**WORK INSTRUCTIONS**. Could you find every line in the entries below that holds the word "belfry" and copy it?

**EXERCISE MATERIALS**.

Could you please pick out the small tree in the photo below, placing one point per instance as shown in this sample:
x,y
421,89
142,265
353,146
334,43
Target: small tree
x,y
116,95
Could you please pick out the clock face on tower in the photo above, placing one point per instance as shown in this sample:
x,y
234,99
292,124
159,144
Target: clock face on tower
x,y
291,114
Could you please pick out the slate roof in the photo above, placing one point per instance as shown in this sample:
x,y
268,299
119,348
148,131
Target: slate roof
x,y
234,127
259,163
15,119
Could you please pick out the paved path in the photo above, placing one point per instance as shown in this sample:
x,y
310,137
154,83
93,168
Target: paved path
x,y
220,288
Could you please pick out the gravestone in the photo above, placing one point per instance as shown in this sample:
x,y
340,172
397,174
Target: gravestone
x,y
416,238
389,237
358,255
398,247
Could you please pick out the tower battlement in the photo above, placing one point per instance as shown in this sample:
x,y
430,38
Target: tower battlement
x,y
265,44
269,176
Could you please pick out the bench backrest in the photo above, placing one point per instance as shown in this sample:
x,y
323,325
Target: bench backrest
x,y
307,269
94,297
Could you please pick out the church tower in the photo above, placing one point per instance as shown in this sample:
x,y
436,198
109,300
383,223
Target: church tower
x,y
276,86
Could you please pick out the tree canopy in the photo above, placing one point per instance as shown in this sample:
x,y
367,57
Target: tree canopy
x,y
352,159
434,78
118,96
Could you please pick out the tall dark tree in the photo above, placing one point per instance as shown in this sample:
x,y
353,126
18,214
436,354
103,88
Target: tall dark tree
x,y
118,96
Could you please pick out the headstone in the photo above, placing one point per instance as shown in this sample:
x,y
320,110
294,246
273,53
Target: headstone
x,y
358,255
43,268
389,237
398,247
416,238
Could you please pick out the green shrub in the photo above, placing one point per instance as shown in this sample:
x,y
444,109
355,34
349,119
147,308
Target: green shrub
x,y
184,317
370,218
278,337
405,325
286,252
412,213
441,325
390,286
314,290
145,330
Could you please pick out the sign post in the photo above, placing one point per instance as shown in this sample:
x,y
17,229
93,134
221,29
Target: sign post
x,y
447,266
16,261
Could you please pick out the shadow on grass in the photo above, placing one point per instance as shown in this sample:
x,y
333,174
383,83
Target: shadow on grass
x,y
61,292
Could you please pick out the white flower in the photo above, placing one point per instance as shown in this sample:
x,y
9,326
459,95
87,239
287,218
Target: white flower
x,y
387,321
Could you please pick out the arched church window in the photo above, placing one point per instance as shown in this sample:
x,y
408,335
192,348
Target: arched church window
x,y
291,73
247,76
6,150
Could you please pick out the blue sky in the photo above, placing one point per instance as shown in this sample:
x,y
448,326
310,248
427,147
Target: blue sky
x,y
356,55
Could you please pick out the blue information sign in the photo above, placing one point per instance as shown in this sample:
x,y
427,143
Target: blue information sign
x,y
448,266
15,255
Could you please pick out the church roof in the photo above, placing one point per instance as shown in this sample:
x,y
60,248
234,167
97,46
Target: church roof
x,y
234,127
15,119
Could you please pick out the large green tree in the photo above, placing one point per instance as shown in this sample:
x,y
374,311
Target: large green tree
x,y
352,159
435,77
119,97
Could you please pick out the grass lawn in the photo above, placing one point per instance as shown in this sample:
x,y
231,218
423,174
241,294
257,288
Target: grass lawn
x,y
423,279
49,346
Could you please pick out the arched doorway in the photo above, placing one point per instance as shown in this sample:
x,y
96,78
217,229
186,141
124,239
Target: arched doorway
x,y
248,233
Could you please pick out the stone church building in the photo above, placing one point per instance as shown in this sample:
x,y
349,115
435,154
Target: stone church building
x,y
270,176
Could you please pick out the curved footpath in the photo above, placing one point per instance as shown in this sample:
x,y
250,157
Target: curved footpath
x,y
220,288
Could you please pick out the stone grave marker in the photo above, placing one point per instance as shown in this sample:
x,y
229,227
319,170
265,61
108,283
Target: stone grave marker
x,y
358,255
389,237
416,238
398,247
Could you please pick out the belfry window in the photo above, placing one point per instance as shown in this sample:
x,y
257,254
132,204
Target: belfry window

**THE COMPLETED TASK**.
Could you please pick out the belfry window in the photo above, placing one point per instance as shown in this sample:
Target: belfry window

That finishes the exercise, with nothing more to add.